- Esercizio assegnato 1: Trasforma in una tabella Markdown le righe fornite, dall'inizio fino alla riga che contiene "POLYGON ((392 107, 329" compresa, con le colonne "N." per il numero progressivo e "Contenuto" per il testo di ciascuna riga, saltando quelle vuote. Escludi le immagini dal risultato.
··· Brano proposto ···
Dai classici degli anni ’50 fino ai film più recenti e innovativi, gli extraterrestri esplorano gli aspetti più importanti dell’animo umano. Talvolta, anche fino al punto in cui è proprio l’aliena pietà a farci scoprire un po’ più umani.

Illustrazione di Anna Nicolini

Uno dei più gettonati (e abusati) generi cinematografici è quello fantascientifico dove ad essere particolarmente inflazionato è proprio il topos della vita extraterrestre. Da sempre simulacro dell’alterità nell’immaginazione artistica, gli “alieni” ci mostrano spesso quale sia per l’appunto il reale e più comune approccio al rapporto fra l’umano e il diverso. In molti esempi della storia del cinema, infatti, nella figura degli extraterrestri si concentrano tutti gli elementi in cui l’uomo può o vorrebbe riconoscersi o che, più semplicemente, ci terrorizzano nel profondo. Il discorso potrebbe essere molto lungo e complesso e parecchi sarebbero gli esempi che richiederebbero un attento approfondimento. Ciò a cui si vuol dare risalto in questa sede sono da un lato la classica rappresentazione dell’invasore aggressivo, che ha brutalmente dominato (e ancora spesso ritorna) nell’immaginazione cinematografica e, dall’altro, le importanti fratture rappresentate da grandi e piccoli capolavori recenti e non.

Per quanto riguarda la rappresentazione ostile e aggressiva dell’alieno, gli esempi possibili sarebbero innumerevoli e molto differenti per particolarità e soprattutto qualità. In molti casi, l’extraterrestre (e quindi il diverso in generale) diventa il feticcio dell’atavica paura dell’ignoto. Si veda ad esempio Alien (Ridley Scott, 1979), dove lo Xenomorfo (nome dall’etimologia immediatamente evocativa) rappresenta tanto il terrore con cui l’uomo guarda all’abisso inconoscibile dello spazio quanto la fredda e selvaggia volontà di violenza da sempre insita nella natura umana. Così, in altri esempi, l’alieno colonizzatore e distruttore (altra riproposizione di un comportamento fondamentalmente umano) diventa l’unico elemento in grado di unire tutta la razza umana (esempio immediato è Indipendence day, Roland Emmerich, 1997), accarezzando l’idea che un cambiamento sia necessario solo a fronte di un imminente estinzione e che l’impulso autodistruttivo dell’uomo sia esorcizzabile solo con una diversa riproposizione della logica del nemico. [1]

In controtendenza con questa impostazione è Ultimatum alla Terra (Robert Wise, 1951), uno dei più apprezzati classici della fantascienza. L’alieno Klaatu, ambasciatore di una confederazione di altre civiltà aliene, arriva sulla Terra per parlare ai suoi rappresentati e avvertirli che se non saranno in grado di porre un freno all’aggressività e alla violenza insite nella nostra natura, la razza umana, troppo pericolosa per gli altri popoli della galassia, sarà distrutta. Sebbene Klaatu metta in pratica una vera e propria minaccia di sterminio, la logica è comunque ribaltata. Ciò che viene minacciato è l’applicarsi di un meccanismo di difesa di fronte a una civiltà che si mostra sempre più violenta e arrogante, e che diventa sempre più potente.
··· Righe fornite ···
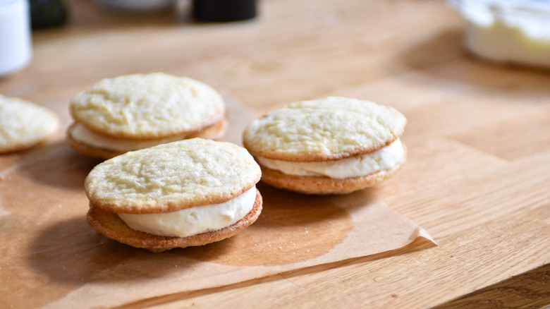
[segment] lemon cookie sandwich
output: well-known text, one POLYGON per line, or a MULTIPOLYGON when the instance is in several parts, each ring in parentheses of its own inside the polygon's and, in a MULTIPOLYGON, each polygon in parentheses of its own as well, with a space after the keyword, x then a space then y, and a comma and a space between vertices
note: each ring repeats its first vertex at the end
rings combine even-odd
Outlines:
POLYGON ((217 140, 227 123, 215 90, 163 73, 102 80, 75 95, 69 109, 67 143, 104 159, 183 139, 217 140))
POLYGON ((35 146, 59 126, 57 116, 47 108, 0 95, 0 154, 35 146))
POLYGON ((262 211, 261 170, 245 149, 192 138, 126 152, 85 181, 88 224, 103 235, 161 252, 231 237, 262 211))
POLYGON ((392 107, 329 97, 255 120, 243 143, 267 183, 309 194, 347 193, 391 177, 404 164, 399 137, 405 123, 392 107))

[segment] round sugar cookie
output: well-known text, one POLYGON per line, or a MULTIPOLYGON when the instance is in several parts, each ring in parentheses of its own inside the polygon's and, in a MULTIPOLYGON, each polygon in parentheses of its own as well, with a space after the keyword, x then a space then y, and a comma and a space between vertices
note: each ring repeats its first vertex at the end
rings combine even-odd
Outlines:
POLYGON ((220 121, 225 104, 208 85, 164 73, 106 78, 71 101, 73 119, 115 138, 158 139, 198 131, 220 121))
POLYGON ((35 146, 59 126, 57 116, 47 108, 0 95, 0 154, 35 146))
POLYGON ((104 210, 154 214, 226 202, 261 176, 245 148, 192 138, 106 160, 90 172, 85 190, 90 202, 104 210))
MULTIPOLYGON (((205 245, 231 237, 255 222, 262 211, 262 195, 255 188, 260 177, 259 166, 252 155, 230 143, 192 138, 129 152, 98 164, 88 174, 85 181, 90 200, 87 219, 111 239, 153 252, 205 245), (254 198, 252 190, 255 198, 246 200, 254 205, 243 204, 250 208, 234 219, 238 221, 213 227, 216 224, 209 219, 214 218, 210 212, 231 216, 223 205, 242 202, 241 195, 247 191, 252 194, 247 196, 254 198), (210 210, 197 211, 201 207, 210 210), (118 215, 173 216, 173 212, 187 209, 197 209, 190 212, 188 222, 203 226, 197 231, 206 231, 179 234, 181 237, 148 233, 130 228, 132 224, 118 215)), ((179 219, 176 222, 176 226, 181 224, 179 219)), ((172 229, 173 221, 162 219, 154 224, 169 224, 172 229)))
POLYGON ((262 195, 256 189, 254 207, 244 218, 236 223, 216 231, 211 231, 188 237, 171 237, 153 235, 135 231, 126 225, 122 219, 90 205, 86 219, 94 229, 102 235, 135 248, 143 248, 154 253, 160 253, 174 248, 204 246, 231 237, 254 223, 262 212, 262 195))
POLYGON ((403 134, 396 109, 358 99, 329 97, 268 113, 245 130, 252 154, 294 162, 338 160, 373 152, 403 134))

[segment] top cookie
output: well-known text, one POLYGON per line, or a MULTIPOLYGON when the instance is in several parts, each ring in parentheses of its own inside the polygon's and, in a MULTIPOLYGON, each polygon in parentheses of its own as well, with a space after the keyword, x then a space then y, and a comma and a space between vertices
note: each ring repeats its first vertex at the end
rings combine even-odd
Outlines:
POLYGON ((85 189, 92 204, 111 212, 167 212, 226 202, 261 173, 242 147, 192 138, 105 161, 90 172, 85 189))
POLYGON ((403 134, 396 109, 339 97, 291 104, 255 120, 243 143, 254 154, 295 162, 331 161, 374 152, 403 134))
POLYGON ((225 105, 203 83, 154 73, 100 80, 77 94, 70 111, 97 133, 142 140, 198 131, 221 121, 225 105))
POLYGON ((0 95, 0 153, 34 146, 58 126, 57 116, 46 107, 0 95))

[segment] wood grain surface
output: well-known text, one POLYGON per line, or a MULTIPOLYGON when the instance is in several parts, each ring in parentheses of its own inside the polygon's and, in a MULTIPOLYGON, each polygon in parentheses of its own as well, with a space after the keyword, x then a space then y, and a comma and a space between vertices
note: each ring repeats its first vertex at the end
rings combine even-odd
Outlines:
POLYGON ((187 1, 130 13, 68 1, 67 25, 34 32, 32 64, 0 79, 0 93, 51 107, 64 126, 78 91, 152 71, 207 82, 259 114, 326 95, 393 106, 408 119, 408 162, 375 194, 439 246, 122 308, 550 305, 550 71, 470 56, 441 0, 259 4, 255 19, 206 23, 187 1))

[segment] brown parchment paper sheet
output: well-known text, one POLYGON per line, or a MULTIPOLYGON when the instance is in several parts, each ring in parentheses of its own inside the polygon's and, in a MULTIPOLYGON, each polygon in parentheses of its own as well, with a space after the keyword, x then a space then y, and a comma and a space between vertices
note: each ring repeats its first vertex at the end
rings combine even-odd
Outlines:
MULTIPOLYGON (((224 140, 240 144, 243 129, 257 115, 231 98, 228 109, 224 140)), ((73 151, 63 134, 0 157, 0 308, 115 306, 418 250, 413 242, 434 244, 421 227, 377 200, 376 187, 307 196, 259 183, 264 210, 237 236, 162 253, 134 248, 87 224, 83 181, 101 160, 73 151)))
···
- Esercizio assegnato 2: Riscrivi il passo del brano sugli alieni al cinema che va da "Dai classici degli" a "po’ più umani.", estremi inclusi, mettendo "alieni" al posto di "extraterrestri".

- Risultato atteso 1:
| N. | Contenuto |
|---|---|
| 1 | [segment] lemon cookie sandwich |
| 2 | output: well-known text, one POLYGON per line, or a MULTIPOLYGON when the instance is in several parts, each ring in parentheses of its own inside the polygon's and, in a MULTIPOLYGON, each polygon in parentheses of its own as well, with a space after the keyword, x then a space then y, and a comma and a space between vertices |
| 3 | note: each ring repeats its first vertex at the end |
| 4 | rings combine even-odd |
| 5 | Outlines: |
| 6 | POLYGON ((217 140, 227 123, 215 90, 163 73, 102 80, 75 95, 69 109, 67 143, 104 159, 183 139, 217 140)) |
| 7 | POLYGON ((35 146, 59 126, 57 116, 47 108, 0 95, 0 154, 35 146)) |
| 8 | POLYGON ((262 211, 261 170, 245 149, 192 138, 126 152, 85 181, 88 224, 103 235, 161 252, 231 237, 262 211)) |
| 9 | POLYGON ((392 107, 329 97, 255 120, 243 143, 267 183, 309 194, 347 193, 391 177, 404 164, 399 137, 405 123, 392 107)) |

- Risultato atteso 2:
Dai classici degli anni ’50 fino ai film più recenti e innovativi, gli alieni esplorano gli aspetti più importanti dell’animo umano. Talvolta, anche fino al punto in cui è proprio l’aliena pietà a farci scoprire un po’ più umani.